▶ Work to be completed
Which lines of the items below contain the word "bare"? Select each such line and copy it out in full.
-- START Record excerpts --
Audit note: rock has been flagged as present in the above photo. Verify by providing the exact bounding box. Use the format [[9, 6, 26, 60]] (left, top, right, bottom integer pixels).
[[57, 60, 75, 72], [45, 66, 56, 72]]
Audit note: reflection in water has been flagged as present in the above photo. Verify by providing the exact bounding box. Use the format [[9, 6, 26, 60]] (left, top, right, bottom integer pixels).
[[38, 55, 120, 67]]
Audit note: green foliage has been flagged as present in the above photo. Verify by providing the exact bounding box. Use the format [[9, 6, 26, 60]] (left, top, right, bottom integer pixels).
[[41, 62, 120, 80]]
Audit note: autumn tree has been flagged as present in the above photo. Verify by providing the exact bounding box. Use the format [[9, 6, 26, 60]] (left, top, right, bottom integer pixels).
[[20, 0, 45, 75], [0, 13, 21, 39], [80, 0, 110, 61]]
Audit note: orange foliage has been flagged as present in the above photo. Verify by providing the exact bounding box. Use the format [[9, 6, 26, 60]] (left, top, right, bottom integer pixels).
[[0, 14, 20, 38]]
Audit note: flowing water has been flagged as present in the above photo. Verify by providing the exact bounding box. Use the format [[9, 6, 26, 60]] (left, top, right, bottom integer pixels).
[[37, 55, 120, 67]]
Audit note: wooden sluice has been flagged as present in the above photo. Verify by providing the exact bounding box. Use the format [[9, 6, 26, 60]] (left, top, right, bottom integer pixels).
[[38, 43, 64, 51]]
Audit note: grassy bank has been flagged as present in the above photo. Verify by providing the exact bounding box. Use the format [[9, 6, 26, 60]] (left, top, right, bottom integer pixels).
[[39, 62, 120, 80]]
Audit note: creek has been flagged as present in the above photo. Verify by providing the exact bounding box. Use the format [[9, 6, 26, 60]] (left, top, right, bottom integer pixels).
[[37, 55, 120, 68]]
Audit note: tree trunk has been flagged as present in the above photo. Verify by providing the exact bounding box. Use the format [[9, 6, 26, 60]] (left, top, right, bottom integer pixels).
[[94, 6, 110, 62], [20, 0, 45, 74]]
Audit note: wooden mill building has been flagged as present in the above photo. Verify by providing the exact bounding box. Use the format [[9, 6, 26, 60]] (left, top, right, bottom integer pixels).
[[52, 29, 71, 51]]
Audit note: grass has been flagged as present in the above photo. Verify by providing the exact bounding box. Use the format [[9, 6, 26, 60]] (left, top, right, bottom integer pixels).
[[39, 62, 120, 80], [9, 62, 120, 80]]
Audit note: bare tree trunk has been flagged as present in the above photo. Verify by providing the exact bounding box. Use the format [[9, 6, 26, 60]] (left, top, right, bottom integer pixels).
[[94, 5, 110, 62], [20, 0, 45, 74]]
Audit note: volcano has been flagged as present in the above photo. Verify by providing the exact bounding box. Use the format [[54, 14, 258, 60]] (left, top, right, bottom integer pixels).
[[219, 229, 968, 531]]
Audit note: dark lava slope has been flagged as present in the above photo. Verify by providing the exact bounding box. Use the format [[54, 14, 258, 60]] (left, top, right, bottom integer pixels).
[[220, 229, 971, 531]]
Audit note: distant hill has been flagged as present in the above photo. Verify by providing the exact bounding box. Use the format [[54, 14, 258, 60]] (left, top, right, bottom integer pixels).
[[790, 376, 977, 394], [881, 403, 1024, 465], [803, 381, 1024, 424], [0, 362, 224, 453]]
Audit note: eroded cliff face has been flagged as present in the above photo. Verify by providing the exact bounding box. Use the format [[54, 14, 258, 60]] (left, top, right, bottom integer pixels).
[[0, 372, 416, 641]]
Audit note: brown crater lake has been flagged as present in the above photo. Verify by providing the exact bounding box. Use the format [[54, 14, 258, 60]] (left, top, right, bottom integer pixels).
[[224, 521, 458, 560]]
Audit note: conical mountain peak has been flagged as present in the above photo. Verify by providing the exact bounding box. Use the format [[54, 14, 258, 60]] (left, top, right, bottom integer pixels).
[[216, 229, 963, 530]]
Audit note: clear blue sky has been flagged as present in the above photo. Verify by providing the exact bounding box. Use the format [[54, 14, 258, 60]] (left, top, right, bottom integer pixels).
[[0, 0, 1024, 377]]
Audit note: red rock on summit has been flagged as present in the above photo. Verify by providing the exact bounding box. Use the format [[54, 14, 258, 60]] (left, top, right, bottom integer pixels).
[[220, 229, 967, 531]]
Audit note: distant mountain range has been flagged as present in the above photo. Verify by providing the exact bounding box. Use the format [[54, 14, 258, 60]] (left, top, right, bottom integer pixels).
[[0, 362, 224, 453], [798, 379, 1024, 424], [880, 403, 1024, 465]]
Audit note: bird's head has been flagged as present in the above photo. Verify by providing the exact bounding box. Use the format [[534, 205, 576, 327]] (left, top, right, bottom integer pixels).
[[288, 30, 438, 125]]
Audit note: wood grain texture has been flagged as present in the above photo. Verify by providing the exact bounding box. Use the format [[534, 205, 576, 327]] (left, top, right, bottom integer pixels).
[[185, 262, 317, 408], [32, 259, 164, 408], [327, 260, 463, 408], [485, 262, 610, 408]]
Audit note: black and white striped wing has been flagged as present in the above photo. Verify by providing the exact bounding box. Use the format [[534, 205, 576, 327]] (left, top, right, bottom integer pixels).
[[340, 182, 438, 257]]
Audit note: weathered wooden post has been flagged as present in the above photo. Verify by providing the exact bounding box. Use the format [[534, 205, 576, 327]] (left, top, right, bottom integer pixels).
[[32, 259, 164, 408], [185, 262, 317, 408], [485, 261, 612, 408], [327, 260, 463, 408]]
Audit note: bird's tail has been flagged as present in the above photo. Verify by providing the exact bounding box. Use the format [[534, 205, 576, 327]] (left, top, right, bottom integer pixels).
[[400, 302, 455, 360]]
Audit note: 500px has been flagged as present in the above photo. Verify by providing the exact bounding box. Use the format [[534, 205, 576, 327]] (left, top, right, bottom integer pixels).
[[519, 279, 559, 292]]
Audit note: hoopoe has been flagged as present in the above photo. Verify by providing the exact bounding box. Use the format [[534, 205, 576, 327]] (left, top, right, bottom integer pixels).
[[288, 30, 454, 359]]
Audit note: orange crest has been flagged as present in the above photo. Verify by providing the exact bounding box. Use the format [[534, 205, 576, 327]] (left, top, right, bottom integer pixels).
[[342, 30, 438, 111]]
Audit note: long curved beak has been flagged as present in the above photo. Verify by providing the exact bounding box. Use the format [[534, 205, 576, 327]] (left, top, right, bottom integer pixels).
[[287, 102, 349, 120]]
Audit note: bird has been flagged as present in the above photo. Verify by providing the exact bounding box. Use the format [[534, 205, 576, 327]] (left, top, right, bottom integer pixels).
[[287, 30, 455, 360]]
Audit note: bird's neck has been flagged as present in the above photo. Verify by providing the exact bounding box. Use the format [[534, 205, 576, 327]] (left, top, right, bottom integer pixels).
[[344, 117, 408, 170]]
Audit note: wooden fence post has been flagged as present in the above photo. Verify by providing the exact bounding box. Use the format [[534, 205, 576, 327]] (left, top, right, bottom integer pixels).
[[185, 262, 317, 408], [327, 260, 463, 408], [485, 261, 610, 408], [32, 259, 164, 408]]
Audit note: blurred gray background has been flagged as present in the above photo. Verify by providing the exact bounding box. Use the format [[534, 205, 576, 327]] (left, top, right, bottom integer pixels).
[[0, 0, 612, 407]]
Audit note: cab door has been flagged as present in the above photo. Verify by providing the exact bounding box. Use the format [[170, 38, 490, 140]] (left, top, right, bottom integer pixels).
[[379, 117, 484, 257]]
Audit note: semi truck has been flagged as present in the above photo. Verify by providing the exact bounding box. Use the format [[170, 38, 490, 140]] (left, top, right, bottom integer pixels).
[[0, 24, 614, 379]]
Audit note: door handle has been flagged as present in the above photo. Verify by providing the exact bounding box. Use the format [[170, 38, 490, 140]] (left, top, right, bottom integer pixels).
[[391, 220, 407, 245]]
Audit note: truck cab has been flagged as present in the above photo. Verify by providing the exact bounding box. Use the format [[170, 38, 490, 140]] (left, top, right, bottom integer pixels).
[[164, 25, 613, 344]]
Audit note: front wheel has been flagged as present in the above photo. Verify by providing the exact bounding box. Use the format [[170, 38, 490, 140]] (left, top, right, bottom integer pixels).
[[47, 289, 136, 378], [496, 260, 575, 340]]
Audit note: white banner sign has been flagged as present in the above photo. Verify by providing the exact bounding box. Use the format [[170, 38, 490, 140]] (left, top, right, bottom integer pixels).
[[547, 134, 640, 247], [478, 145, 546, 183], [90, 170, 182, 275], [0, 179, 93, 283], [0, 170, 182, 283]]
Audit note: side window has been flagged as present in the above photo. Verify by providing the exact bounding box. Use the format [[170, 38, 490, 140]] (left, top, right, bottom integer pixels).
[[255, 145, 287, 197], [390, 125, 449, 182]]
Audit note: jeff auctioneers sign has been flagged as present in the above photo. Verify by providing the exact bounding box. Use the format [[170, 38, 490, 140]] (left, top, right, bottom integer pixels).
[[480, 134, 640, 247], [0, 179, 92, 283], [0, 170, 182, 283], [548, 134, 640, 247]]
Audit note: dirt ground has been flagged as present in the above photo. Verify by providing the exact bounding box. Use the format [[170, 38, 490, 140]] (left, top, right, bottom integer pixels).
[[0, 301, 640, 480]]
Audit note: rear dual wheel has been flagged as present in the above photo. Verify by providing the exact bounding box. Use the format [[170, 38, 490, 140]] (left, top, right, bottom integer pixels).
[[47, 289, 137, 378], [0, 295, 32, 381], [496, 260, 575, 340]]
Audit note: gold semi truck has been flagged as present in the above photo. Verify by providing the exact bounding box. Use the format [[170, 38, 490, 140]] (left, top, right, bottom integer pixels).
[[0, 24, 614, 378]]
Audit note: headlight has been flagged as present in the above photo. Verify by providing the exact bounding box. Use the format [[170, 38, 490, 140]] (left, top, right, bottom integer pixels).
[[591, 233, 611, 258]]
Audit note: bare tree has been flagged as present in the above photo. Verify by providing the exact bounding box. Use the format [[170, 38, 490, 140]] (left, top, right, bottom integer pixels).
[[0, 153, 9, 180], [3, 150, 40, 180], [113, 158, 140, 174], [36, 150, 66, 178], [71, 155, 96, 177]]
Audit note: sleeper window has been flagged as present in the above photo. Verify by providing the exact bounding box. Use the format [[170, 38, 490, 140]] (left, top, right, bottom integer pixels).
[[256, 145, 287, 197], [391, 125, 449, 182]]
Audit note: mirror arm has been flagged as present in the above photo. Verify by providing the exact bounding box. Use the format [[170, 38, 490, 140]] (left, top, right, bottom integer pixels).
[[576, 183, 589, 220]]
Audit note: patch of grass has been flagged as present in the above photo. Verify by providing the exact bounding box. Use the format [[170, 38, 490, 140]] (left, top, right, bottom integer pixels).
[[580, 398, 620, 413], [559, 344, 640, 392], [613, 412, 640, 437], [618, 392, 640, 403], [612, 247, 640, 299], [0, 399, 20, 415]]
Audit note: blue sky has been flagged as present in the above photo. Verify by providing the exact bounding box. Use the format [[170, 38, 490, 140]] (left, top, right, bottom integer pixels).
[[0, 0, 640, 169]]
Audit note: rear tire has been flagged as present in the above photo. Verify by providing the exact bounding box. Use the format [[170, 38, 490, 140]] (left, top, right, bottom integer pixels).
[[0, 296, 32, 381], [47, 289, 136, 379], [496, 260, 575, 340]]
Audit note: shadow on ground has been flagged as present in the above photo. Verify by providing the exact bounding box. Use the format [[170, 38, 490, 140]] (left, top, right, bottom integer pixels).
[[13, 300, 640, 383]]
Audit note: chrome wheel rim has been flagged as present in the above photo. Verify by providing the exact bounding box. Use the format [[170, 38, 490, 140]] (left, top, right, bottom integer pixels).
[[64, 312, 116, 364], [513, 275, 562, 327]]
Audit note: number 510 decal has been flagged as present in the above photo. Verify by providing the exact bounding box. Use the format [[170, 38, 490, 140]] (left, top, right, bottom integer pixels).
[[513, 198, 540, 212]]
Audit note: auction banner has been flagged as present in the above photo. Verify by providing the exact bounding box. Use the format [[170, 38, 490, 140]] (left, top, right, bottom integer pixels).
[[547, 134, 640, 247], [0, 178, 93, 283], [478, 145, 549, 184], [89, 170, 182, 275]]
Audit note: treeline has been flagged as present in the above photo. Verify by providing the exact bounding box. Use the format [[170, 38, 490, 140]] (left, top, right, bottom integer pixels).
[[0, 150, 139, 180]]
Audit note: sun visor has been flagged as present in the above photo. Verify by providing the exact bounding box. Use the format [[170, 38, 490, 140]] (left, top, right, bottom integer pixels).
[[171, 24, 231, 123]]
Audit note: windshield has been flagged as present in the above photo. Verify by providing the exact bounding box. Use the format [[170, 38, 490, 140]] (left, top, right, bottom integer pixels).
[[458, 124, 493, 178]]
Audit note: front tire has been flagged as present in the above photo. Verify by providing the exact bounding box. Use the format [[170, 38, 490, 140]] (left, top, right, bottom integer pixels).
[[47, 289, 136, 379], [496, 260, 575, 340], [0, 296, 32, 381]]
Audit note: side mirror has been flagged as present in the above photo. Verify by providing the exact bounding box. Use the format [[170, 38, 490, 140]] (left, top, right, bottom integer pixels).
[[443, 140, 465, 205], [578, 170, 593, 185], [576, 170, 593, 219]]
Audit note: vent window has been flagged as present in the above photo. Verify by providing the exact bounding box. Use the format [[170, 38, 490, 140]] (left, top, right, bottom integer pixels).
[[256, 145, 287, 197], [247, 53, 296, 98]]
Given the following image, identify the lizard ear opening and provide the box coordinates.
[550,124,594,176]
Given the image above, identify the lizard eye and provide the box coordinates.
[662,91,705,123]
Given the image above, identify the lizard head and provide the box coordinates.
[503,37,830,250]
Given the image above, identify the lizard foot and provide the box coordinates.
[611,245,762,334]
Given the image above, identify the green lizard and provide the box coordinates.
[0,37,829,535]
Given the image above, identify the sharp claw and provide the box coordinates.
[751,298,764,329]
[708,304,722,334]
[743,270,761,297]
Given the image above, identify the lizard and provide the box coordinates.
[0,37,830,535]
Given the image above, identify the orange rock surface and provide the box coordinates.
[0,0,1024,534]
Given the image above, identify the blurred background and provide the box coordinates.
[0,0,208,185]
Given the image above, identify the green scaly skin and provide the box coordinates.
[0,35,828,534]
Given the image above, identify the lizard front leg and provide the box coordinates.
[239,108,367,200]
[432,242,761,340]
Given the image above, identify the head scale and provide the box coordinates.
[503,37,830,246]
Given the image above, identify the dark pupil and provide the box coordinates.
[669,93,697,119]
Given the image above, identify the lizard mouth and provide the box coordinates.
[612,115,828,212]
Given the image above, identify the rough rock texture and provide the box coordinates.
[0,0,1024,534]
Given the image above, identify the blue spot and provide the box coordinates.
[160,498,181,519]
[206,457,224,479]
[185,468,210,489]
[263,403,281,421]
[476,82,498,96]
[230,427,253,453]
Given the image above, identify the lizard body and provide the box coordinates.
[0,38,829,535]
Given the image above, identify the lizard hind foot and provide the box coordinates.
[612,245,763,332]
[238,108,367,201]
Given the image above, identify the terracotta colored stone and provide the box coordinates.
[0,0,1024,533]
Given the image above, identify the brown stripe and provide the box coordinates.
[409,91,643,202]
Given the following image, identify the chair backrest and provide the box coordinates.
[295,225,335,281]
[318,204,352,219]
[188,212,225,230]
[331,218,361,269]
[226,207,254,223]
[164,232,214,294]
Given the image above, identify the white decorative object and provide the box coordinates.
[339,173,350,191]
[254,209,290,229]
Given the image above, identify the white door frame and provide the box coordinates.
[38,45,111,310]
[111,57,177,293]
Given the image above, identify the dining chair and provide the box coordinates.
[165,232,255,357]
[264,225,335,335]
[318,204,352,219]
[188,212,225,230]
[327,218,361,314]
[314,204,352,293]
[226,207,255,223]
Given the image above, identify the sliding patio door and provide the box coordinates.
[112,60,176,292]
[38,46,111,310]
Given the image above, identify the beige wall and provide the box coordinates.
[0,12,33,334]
-- END Record excerpts --
▶ Answer to the problem
Audit note: bare tree trunk has been flagged as present in the above photo. Verify by providing the exact bounding box. Use the format [[9, 6, 26, 60]] (left, top, right, bottom integer pixels).
Audit note: bare tree has been flagged as present in the above photo. Verify by providing the exact bounding box. Use the format [[170, 38, 490, 140]] (left, top, right, bottom integer pixels).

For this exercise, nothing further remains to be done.